Wednesday 20 December 2017

Hand-knitted mittens, spotted ties, and the tricky business of Christmas presents -手編みのミトン、水玉模様のネクタイ、それからクリスマスプレセントの微妙な問題-


I thought that Christmas was great when I was a child.  The main reason was that I was given presents.  Santa Claus, my Mum and Dad, and even distant relatives gave me presents.  And since I didn’t have a job or money, I wasn’t expected to buy Christmas presents for other people.  They pretended to be happy with the card I made for them or the wonky picture I drew of a reindeer.
But Christmas gets more difficult the older you get.  You have to think of presents to buy for other people’s children.  “Would he like a traditional Japanese toy, do you think?  Is she old enough to read this book yet?  Do they allow their kids to eat sweets?”  Buying satisfying presents can be a tricky business.
A story by Saki which was, I think, written around 1904, illustrates this point.  The narrator is a selfish young man who is very demanding about the presents he receives.  I have edited it to make it easier for English learners to follow.

DATASET RECORDS.
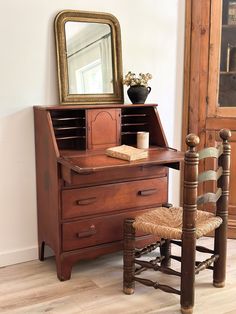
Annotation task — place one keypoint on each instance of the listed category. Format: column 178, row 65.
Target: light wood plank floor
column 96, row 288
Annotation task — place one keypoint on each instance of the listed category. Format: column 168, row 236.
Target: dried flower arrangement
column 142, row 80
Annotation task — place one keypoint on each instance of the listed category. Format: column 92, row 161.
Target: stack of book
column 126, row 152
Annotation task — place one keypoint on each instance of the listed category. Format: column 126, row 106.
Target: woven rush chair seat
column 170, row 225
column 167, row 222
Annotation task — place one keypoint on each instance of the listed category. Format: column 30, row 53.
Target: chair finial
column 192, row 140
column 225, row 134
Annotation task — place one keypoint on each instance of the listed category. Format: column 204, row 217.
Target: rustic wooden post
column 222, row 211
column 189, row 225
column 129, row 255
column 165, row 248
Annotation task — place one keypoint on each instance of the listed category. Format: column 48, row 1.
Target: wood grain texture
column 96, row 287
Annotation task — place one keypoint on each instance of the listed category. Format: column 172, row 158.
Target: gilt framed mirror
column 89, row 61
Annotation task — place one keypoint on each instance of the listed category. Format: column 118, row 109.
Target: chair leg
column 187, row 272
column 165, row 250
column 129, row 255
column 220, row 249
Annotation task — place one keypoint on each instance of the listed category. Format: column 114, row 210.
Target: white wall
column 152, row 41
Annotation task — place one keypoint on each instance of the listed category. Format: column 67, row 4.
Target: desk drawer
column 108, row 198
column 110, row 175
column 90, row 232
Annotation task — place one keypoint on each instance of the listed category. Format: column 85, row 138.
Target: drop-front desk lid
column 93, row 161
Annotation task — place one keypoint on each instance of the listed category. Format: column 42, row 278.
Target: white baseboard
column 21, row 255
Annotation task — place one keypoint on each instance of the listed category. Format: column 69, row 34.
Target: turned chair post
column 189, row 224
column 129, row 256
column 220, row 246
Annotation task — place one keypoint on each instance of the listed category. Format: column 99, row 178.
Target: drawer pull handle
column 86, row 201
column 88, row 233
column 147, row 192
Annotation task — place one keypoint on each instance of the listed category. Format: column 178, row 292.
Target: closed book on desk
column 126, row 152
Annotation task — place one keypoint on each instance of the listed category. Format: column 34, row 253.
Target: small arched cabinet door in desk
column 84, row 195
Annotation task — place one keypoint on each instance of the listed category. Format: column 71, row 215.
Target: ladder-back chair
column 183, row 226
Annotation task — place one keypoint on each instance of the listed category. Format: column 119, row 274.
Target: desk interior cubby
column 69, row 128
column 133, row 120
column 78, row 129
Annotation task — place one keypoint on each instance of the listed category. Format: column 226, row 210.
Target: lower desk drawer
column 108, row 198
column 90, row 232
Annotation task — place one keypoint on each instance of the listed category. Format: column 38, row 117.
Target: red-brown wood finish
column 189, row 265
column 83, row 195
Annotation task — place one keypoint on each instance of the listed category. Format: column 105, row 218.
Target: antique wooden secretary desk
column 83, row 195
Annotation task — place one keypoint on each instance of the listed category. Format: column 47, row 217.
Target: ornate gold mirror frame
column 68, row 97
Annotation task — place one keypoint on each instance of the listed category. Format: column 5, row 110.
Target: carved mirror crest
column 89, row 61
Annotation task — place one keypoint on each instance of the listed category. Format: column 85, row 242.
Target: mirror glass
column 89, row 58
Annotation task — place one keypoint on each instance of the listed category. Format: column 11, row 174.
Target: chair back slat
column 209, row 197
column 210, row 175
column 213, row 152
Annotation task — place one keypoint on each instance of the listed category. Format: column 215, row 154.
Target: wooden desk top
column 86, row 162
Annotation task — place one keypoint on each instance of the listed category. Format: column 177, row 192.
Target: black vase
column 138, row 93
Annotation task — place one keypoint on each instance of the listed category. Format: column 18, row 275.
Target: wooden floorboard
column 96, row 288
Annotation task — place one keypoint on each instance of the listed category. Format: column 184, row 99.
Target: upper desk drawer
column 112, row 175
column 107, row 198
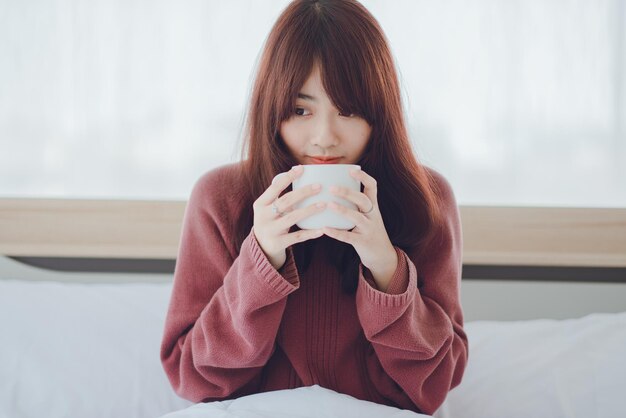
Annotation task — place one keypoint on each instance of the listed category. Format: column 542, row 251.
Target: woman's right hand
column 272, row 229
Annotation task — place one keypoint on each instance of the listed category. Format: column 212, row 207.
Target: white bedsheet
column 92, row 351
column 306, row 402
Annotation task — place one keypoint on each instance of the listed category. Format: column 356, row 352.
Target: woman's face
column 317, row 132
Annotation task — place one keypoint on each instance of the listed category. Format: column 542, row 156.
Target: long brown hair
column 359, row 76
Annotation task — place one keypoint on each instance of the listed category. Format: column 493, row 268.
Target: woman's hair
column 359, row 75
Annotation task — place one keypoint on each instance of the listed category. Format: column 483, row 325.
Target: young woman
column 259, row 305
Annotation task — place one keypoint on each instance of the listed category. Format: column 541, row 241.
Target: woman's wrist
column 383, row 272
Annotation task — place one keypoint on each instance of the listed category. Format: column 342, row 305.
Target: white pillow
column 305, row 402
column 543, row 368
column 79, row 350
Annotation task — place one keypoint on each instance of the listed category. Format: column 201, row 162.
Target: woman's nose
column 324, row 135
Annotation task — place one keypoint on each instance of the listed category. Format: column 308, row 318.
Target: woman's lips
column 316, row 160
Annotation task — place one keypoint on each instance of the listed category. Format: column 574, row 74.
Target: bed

JOBS.
• A. Swap "dried flower arrangement" for "dried floral arrangement" in the entries, starting at the first entry and ending at the line that contains "column 225, row 134", and change nothing else. Give back only those lines, without the pictures.
• B. Carry on the piece on Christmas presents from the point where it stops.
The entries have nothing to do with the piece on Christmas presents.

RESULTS OF THE TASKS.
• A.
Annotation task — place one keypoint on each instance of the listed category. Format: column 178, row 65.
Target: light wood plank floor
column 96, row 288
Annotation task — place one keypoint on each instance of the listed category. Format: column 168, row 236.
Target: dried floral arrangement
column 142, row 80
Annotation task — place one keypoint on each instance of the listed category. Format: column 92, row 161.
Target: stack of book
column 126, row 152
Annotation task — place one keypoint on each instance of the listed category. Format: column 126, row 106.
Target: woven rush chair seat
column 170, row 225
column 167, row 222
Annotation task — place one keypoint on each instance of the listed category. Format: column 30, row 53.
Target: chair finial
column 192, row 140
column 225, row 134

• B.
An edited extract from “Reginald on Christmas presents,” by Saki:
“There ought to be classes on the science of Christmas present giving,” said Reginald.
No one seems to have the faintest notion of what anyone else wants.  And common ideas about it are just wrong.  There is, for example, the “female relative”, who knows “a tie is always useful,” and sends you some spotted horror you could only wear in secret.  It might have been useful if she had kept it to tie up strawberry bushes with, when it would have had the double advantage of supporting the branches and frightening away the birds.  Few people have worse taste in Christmas presents than the average female relative.
This is especially true of aunts.  They are always a difficult case to deal with in the matter of presents.  The trouble is that you never know them when they are young enough.  By the time you have made them understand that you do not want to wear a pair of hand-knitted mittens, they die!  Or quarrel with the family, or do something equally inconsiderate.
There is my Aunt Agatha, for instance.  Last year I had educated her enough that she bought me a pair of gloves of a style which was being worn.  But they were blue!  I sent them to a boy whom I hated intimately.  He didn’t wear them, of course, but he could have.  Of course I wrote and told my aunt that they were the one thing I had wanted to make my existence bright.
If you can’t choose your aunt, then it is wisest in the long run to choose the present and send her the bill.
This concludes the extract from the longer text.